One thing I do not understand regarding regarding college diplomas overproduction is the push for more women in IT. We all know over here that IT is not the sunshine and flowers industry it sometimes looks like from outside. There's plenty of psychical and mental health hazards.

For the first time in 20 years I now have more women colleagues than man. Of course we should accept anybody who is passionate about IT into the field, but pushing people into it? In my team right now there's an junior engineer girl who is absolutely WOW, I have only seen one more junior so bright and passionate in my career. But there's also two junior engineer girls, the project owner and scrum master - both women - who are just miserable! They have no love for technology, quite the contrary: their phones, laptops, home wi-fi, are a source of stress for them. Which is especially bad now with work from home, no IT help desk. The 2 girls have been pushed into the industry by their parents who have a rosy distorted image of IT. The 2 women by the need for more money. This is not empowerment or equality or anything like that. Their lives are passing them by while they toil away at something they hate.

For my part I always try to also present the bad parts to parents who ask me about IT for their children. Having people who hate their work doesn't do anybody any good.

This is a request for comments and also an attempt to make you aware when you will have the chance to have career discussions with parents and children.



> "Their lives are passing them by while they toil away at something they hate."

This is probably true for a large percentage of society - very few people actually get to work at their "dream jobs". But people need to work to support themselves and their families, and IT work, even if you're not passionate about it, still pays better and is less physically demanding than working in a factory or a restaurant. You can get satisfaction from other things in your life - it doesn't all have to come from your job.

I've worked in software development for many years, and I used to be passionate about it. But after seeing enough disillusioning things about it, it's become just a job that pays the bills until I can retire, and that's OK with me.


I disagree with nothing you said. But you started with passion and that makes me think you chose freely. I am talking about being forced/pushed into it.


I think you are presenting a rose colored view of "choosing freely" the vast majority of people go along with signals they get along the way and those signals are always(?) inaccurate and arbitrary biases from older people considering past generations in largely irrelevant environments, etc.

I think quite a few people get pushed around by arbitrary sentiments until they find what they like and quite a few people don't really find anything because no one pushed them in any direction so they never really had the opportunity to learn to critique anything and develop their own opinions.


To expand on this comment, as humans we only have the illusion of choice. All choices and behaviors are the result of cellular information processing that happens (mostly) in the neuronal networks of the brain. These mechanics are deterministic.


The problem is that the IT sector eats up a very big cut of the economy. Since it is the nervous system of the economy it has the power to extract rents from all other sectors and that has led to enormous wage inequalities, which is what drives people to push their kids to IT. This won't be solved by creating more "no code" tools so that people who hate IT can still work in it, it will be solved by stopping this relentless value extraction that tech does against against any other activity. IT is the new finance, except it's worse because , unlike finance, they can behaviorally manipulate people with more than just carrots and sticks. All those people who create free content for google and FB deserve to be compensated for their work (it is work after all because it creates value). And all those workers, drivers, and services who are now commodities thanks to software eating the world, deserve pay rates that are suitable for a fair , sustainable society, not rates that are meant to maximize quarterly revenue growth of already-huge behemoths.

> Record extracts:

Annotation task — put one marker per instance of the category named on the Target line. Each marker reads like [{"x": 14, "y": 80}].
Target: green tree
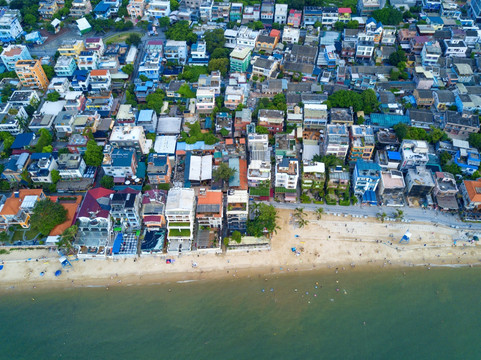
[
  {"x": 57, "y": 214},
  {"x": 128, "y": 69},
  {"x": 67, "y": 238},
  {"x": 49, "y": 71},
  {"x": 164, "y": 22},
  {"x": 214, "y": 39},
  {"x": 264, "y": 221},
  {"x": 223, "y": 172},
  {"x": 53, "y": 96},
  {"x": 186, "y": 92},
  {"x": 133, "y": 39},
  {"x": 55, "y": 176},
  {"x": 219, "y": 64},
  {"x": 237, "y": 237},
  {"x": 107, "y": 182},
  {"x": 93, "y": 155}
]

> Stated goal 1: In the discussion about working in IT, who pushed the two junior engineer girls into the industry?
> Stated goal 2:
Decide whether each statement agrees with the discussion about working in IT. Answer yes or no for each and quote the words of the text that decide it.
(a) For the first time in 20 years, the first writer has more women colleagues than men.
(b) One reply says IT work pays worse than working in a factory or a restaurant.
(c) The project owner and the scrum master went into IT because of a love for technology.
> Stated goal 3: Reproduce the part of the discussion about working in IT that starts with "This is a request" and goes on through "OK with me.".

> Worked solution 1: Their parents, who have a rosy, distorted image of IT.

> Worked solution 2:
(a) Yes: "For the first time in 20 years I now have more women colleagues than man."
(b) No: "IT work, even if you're not passionate about it, still pays better and is less physically demanding than working in a factory or a restaurant"
(c) No: "The 2 women by the need for more money."

> Worked solution 3:
This is a request for comments and also an attempt to make you aware when you will have the chance to have career discussions with parents and children.



> "Their lives are passing them by while they toil away at something they hate."

This is probably true for a large percentage of society - very few people actually get to work at their "dream jobs". But people need to work to support themselves and their families, and IT work, even if you're not passionate about it, still pays better and is less physically demanding than working in a factory or a restaurant. You can get satisfaction from other things in your life - it doesn't all have to come from your job.

I've worked in software development for many years, and I used to be passionate about it. But after seeing enough disillusioning things about it, it's become just a job that pays the bills until I can retire, and that's OK with me.